Image point grounding data:
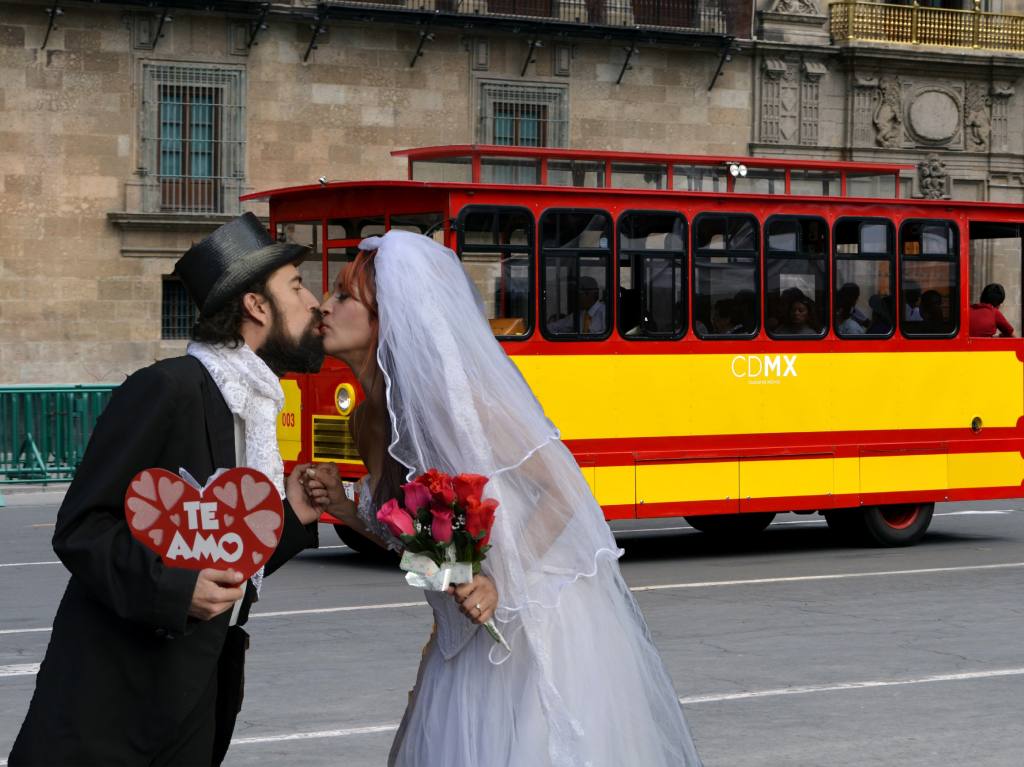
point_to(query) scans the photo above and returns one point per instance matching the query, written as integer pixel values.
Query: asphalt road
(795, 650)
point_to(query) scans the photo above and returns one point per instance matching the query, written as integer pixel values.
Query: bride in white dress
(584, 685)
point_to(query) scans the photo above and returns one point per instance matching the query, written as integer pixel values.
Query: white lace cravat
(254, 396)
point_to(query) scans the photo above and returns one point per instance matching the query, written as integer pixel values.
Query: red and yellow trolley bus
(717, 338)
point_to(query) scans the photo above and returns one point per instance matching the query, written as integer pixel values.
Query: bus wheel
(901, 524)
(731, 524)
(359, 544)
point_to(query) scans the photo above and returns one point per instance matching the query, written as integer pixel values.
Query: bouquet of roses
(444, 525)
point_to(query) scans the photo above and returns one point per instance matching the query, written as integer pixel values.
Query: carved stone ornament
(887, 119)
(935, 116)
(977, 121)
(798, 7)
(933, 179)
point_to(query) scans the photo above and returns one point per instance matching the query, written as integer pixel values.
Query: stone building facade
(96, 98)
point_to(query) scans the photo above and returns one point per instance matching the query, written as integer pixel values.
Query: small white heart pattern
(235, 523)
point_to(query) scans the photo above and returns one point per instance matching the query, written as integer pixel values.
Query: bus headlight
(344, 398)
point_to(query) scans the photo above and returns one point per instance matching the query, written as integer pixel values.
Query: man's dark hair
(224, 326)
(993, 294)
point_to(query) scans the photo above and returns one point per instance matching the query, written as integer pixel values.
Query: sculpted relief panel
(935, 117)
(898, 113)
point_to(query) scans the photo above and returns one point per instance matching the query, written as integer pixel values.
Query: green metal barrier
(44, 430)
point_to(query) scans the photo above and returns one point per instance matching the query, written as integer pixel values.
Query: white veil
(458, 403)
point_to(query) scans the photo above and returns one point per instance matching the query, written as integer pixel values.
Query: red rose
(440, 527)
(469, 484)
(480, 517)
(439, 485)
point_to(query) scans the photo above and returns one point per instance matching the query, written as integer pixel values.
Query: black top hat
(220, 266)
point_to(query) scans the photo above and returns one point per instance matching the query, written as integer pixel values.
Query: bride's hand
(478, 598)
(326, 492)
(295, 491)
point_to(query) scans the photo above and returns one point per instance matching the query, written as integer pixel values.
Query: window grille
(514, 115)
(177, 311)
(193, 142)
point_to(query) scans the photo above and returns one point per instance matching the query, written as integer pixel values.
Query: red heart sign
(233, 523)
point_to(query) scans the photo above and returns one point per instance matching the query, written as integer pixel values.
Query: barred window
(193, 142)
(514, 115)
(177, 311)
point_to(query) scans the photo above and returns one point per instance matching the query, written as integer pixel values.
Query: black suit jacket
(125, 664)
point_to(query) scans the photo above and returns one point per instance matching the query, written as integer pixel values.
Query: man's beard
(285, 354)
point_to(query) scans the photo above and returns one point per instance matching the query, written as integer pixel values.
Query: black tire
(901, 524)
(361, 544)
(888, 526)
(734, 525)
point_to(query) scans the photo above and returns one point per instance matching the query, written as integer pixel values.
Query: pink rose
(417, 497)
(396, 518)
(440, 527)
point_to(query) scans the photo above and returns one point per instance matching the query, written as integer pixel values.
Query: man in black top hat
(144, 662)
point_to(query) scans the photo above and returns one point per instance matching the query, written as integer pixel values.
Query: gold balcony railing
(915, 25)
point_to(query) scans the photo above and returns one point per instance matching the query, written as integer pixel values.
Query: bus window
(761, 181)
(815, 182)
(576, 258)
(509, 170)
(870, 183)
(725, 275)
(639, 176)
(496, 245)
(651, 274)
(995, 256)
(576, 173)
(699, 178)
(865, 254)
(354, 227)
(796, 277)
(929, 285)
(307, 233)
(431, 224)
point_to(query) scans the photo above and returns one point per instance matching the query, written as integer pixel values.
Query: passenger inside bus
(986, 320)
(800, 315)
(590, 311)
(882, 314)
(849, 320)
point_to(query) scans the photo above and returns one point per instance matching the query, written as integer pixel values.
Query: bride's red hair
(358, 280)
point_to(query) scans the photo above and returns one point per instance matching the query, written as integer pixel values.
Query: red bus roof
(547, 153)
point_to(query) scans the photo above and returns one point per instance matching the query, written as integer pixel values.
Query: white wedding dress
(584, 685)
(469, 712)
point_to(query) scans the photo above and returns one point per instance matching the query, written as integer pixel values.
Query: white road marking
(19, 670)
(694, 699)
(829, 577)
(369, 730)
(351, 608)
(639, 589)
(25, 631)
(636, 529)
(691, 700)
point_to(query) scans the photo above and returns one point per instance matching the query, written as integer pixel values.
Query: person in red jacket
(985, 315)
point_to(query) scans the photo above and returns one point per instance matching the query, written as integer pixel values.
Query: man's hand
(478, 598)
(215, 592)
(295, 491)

==

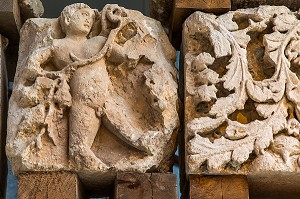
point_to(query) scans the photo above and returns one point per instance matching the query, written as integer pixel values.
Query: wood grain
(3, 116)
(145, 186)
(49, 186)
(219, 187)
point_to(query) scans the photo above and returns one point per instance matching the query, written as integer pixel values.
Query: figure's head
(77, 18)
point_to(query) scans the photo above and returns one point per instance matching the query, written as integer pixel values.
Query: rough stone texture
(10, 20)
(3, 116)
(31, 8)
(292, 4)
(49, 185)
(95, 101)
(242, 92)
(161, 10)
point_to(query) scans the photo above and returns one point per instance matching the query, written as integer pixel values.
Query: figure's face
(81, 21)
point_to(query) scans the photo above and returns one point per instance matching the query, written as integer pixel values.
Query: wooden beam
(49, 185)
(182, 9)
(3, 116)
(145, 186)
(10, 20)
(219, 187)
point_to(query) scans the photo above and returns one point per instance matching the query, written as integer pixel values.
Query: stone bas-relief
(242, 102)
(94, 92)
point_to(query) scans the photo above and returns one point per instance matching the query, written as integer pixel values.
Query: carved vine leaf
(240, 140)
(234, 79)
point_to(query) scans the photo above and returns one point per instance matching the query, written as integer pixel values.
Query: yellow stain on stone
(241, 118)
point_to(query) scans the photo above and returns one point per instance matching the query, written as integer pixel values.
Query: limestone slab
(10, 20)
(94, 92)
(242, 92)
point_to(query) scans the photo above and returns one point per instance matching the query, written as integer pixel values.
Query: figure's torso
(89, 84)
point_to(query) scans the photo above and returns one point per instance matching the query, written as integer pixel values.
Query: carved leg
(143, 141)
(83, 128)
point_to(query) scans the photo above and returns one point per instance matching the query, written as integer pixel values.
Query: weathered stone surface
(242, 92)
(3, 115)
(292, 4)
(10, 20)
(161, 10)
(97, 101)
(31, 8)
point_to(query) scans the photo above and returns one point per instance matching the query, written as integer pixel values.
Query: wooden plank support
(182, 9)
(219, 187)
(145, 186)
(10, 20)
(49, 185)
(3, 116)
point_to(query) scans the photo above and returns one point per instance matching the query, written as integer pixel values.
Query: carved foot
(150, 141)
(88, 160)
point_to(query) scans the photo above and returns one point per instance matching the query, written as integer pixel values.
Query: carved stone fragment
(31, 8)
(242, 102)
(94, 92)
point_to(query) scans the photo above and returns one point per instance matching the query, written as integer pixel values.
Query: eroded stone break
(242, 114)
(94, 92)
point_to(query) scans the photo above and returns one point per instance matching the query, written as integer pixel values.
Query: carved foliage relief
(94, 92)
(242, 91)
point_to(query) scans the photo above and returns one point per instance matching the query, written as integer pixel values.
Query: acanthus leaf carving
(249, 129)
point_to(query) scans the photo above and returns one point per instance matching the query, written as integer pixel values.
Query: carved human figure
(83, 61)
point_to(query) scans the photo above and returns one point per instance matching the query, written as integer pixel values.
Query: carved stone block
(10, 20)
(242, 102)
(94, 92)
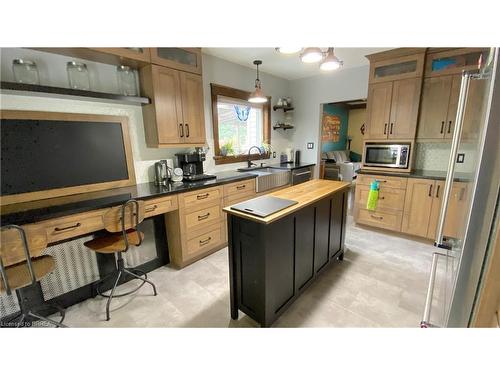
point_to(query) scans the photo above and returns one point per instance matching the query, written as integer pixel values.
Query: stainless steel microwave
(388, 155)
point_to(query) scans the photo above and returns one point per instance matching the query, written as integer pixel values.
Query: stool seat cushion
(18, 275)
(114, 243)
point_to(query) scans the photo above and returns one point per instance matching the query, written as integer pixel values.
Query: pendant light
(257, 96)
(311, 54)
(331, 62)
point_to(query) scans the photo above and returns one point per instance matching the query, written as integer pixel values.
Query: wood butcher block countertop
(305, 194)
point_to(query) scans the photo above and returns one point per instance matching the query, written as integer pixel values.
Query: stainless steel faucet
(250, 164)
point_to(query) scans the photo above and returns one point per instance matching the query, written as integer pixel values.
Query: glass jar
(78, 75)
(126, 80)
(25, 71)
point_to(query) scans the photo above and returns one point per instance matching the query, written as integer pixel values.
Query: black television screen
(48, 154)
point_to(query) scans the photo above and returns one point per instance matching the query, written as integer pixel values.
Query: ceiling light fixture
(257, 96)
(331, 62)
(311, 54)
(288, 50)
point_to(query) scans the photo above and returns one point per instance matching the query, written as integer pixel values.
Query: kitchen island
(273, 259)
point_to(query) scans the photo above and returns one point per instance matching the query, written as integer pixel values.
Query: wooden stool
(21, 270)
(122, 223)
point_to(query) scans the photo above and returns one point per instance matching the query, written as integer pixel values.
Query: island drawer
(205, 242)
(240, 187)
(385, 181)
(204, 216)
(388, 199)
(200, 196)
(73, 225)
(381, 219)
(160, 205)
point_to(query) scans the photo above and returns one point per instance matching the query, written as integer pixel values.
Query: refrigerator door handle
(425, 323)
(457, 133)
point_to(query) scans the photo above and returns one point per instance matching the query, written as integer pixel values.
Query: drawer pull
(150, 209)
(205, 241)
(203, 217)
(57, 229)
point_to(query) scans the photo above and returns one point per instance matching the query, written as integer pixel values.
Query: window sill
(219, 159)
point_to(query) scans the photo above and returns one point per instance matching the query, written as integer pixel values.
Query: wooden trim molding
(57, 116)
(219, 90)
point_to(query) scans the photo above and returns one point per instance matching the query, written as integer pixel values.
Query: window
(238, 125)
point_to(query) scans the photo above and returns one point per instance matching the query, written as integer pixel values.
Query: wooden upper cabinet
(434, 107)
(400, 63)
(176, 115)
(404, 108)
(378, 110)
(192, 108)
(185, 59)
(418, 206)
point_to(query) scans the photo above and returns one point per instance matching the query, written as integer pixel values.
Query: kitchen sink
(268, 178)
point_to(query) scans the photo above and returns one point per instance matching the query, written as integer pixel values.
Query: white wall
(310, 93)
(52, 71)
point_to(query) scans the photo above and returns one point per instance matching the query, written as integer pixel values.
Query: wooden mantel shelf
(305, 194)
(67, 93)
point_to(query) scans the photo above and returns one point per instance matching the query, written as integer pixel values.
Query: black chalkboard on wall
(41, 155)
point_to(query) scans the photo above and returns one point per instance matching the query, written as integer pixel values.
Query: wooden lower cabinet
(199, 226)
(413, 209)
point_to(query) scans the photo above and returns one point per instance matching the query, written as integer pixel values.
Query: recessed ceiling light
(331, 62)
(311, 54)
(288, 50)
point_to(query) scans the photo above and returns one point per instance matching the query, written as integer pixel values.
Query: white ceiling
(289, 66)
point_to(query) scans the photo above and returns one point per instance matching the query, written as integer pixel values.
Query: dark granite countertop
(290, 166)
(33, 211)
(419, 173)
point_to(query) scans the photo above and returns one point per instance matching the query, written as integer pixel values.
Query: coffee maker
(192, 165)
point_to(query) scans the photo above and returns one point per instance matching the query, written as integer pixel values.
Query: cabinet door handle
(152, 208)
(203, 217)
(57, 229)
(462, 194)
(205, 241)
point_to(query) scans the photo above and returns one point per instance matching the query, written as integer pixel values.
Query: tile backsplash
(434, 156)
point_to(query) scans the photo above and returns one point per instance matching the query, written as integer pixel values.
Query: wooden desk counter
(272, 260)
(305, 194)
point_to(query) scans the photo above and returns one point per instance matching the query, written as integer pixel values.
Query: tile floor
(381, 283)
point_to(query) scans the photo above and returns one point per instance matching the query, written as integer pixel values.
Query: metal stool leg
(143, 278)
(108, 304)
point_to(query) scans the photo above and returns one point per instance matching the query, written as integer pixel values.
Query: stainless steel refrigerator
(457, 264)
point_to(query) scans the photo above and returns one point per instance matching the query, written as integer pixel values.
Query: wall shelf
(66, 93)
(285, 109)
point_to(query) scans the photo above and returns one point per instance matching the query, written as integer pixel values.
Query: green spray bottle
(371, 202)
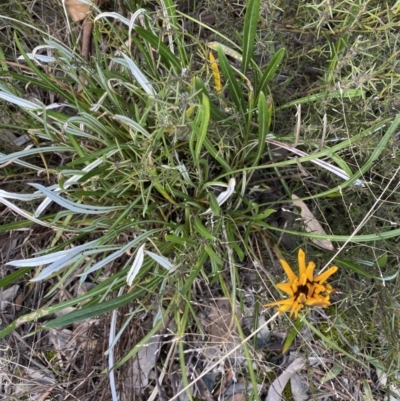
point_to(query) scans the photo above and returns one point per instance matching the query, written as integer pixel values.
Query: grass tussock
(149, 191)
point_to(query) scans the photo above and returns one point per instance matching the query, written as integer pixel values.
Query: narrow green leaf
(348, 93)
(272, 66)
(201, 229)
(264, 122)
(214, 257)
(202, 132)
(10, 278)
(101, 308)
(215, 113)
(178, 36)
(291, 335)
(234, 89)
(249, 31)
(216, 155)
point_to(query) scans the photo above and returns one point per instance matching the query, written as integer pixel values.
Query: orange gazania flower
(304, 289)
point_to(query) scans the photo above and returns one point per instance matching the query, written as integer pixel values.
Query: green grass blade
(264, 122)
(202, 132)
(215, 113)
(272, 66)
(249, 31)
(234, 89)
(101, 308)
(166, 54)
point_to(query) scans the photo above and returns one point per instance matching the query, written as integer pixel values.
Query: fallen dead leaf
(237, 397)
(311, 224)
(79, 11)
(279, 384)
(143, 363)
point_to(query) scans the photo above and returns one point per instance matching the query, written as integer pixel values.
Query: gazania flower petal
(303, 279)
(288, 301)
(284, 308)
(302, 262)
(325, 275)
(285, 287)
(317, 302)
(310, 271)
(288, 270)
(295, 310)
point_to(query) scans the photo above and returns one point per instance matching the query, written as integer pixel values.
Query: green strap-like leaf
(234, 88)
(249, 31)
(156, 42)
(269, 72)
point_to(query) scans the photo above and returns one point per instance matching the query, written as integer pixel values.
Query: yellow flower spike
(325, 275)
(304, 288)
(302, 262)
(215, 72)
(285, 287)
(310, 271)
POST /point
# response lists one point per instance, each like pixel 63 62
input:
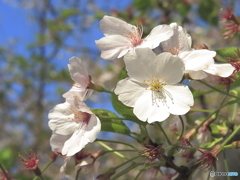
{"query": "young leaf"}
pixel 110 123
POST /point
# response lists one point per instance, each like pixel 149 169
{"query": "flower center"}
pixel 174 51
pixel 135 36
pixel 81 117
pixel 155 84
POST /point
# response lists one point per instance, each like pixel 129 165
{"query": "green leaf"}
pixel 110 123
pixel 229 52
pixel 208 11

■ **TASK BRIEF**: Working from the records above, tally the lines that contain "each" and give only the total.

■ **WRITTEN RESPONSE**: 3